+++ RECORDED INFORMATION

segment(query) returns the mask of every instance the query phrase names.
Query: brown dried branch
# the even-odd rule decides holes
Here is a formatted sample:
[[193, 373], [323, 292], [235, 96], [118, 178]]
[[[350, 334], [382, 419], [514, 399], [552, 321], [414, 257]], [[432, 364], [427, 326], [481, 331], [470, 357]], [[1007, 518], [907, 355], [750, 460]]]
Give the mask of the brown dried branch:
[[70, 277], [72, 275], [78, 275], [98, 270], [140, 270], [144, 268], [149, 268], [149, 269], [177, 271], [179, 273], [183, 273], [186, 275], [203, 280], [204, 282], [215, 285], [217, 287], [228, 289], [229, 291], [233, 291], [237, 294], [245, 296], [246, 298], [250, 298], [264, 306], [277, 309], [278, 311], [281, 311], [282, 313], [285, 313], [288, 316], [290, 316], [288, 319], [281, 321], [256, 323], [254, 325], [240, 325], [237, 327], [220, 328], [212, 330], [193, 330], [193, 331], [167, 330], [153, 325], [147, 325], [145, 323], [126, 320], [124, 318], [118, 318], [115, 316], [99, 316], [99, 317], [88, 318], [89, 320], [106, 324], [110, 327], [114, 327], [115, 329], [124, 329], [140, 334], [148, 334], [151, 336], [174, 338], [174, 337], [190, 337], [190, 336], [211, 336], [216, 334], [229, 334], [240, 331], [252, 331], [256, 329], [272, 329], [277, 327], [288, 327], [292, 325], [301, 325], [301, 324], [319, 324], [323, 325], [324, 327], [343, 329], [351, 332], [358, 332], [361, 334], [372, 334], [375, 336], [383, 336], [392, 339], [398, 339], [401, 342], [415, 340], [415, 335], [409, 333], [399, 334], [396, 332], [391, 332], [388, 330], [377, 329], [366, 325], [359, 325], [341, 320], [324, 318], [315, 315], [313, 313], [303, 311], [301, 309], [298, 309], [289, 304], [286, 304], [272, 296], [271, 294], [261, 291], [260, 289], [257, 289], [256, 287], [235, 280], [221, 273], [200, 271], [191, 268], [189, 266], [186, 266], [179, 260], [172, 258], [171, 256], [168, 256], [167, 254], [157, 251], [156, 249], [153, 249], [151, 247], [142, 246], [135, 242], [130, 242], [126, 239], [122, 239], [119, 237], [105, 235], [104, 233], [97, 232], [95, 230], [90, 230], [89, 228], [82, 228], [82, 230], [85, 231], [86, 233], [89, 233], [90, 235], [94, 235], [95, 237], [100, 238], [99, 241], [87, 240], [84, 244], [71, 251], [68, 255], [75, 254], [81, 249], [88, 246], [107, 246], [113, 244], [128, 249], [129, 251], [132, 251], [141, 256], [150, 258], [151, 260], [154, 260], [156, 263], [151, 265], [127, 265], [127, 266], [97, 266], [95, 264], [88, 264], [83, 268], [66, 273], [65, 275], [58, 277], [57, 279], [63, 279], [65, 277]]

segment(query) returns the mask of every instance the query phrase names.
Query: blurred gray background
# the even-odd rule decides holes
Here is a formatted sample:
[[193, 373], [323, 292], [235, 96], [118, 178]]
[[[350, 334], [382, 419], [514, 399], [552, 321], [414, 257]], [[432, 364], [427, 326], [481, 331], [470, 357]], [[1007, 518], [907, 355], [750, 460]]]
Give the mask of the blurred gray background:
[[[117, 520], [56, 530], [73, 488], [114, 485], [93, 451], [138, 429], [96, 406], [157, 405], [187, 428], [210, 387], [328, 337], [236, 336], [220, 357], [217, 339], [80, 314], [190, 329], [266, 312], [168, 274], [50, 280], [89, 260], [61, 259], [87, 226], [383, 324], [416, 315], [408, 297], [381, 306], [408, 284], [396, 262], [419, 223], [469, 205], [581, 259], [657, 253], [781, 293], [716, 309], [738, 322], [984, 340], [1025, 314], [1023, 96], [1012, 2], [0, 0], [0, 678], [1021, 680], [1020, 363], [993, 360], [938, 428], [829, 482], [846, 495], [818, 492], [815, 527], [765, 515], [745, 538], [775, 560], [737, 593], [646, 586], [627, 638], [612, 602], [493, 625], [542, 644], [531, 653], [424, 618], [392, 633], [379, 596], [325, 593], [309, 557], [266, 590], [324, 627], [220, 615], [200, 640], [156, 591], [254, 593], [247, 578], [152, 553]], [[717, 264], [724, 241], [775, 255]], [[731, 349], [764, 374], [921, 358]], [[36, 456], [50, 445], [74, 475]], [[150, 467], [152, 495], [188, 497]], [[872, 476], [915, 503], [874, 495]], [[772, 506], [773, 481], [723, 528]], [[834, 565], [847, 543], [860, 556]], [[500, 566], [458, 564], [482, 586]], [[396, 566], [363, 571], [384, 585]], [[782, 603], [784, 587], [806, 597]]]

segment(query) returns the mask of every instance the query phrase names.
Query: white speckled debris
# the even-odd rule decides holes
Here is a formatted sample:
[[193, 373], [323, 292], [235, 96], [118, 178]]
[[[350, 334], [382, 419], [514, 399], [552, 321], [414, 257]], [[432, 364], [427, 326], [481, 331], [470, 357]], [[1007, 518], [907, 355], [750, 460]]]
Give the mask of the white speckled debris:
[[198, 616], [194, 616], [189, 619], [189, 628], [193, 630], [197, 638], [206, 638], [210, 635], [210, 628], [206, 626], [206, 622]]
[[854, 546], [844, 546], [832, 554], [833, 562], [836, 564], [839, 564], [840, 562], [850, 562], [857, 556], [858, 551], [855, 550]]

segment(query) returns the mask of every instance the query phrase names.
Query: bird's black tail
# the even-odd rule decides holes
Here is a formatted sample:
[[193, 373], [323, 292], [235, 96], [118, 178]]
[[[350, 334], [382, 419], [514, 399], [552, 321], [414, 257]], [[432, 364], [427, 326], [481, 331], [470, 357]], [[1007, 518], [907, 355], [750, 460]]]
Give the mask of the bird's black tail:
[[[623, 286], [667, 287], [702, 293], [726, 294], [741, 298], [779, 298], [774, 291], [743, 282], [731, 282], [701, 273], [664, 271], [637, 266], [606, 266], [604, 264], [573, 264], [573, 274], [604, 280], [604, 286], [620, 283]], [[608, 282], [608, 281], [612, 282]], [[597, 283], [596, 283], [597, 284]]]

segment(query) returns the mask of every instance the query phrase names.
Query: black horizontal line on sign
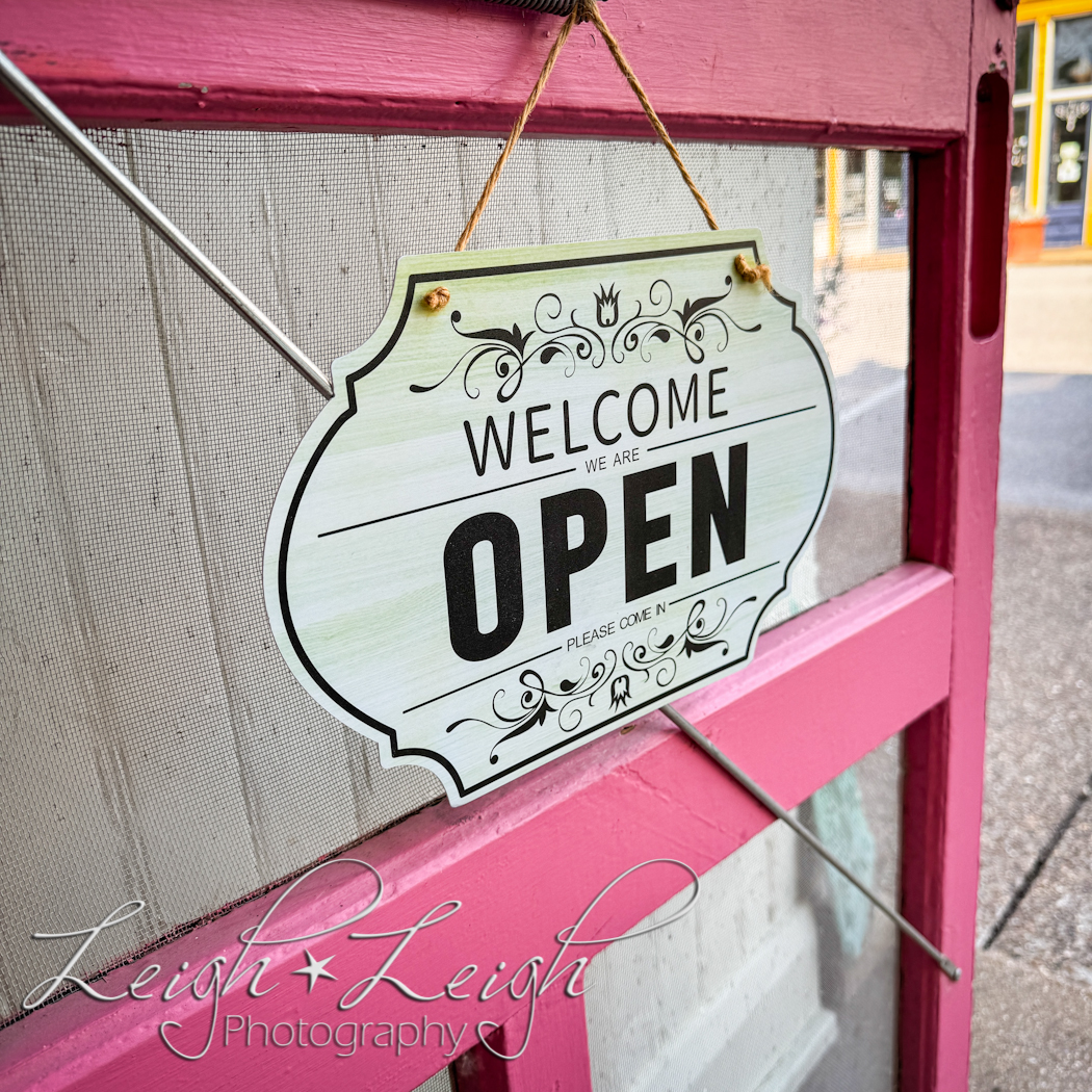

++++++

THE REQUEST = Report every line of the data above that contains the string "gray", treating uppercase and lowercase letters as distinct.

FINISHED ANSWER =
Query: blurred gray background
Give the mask of the blurred gray background:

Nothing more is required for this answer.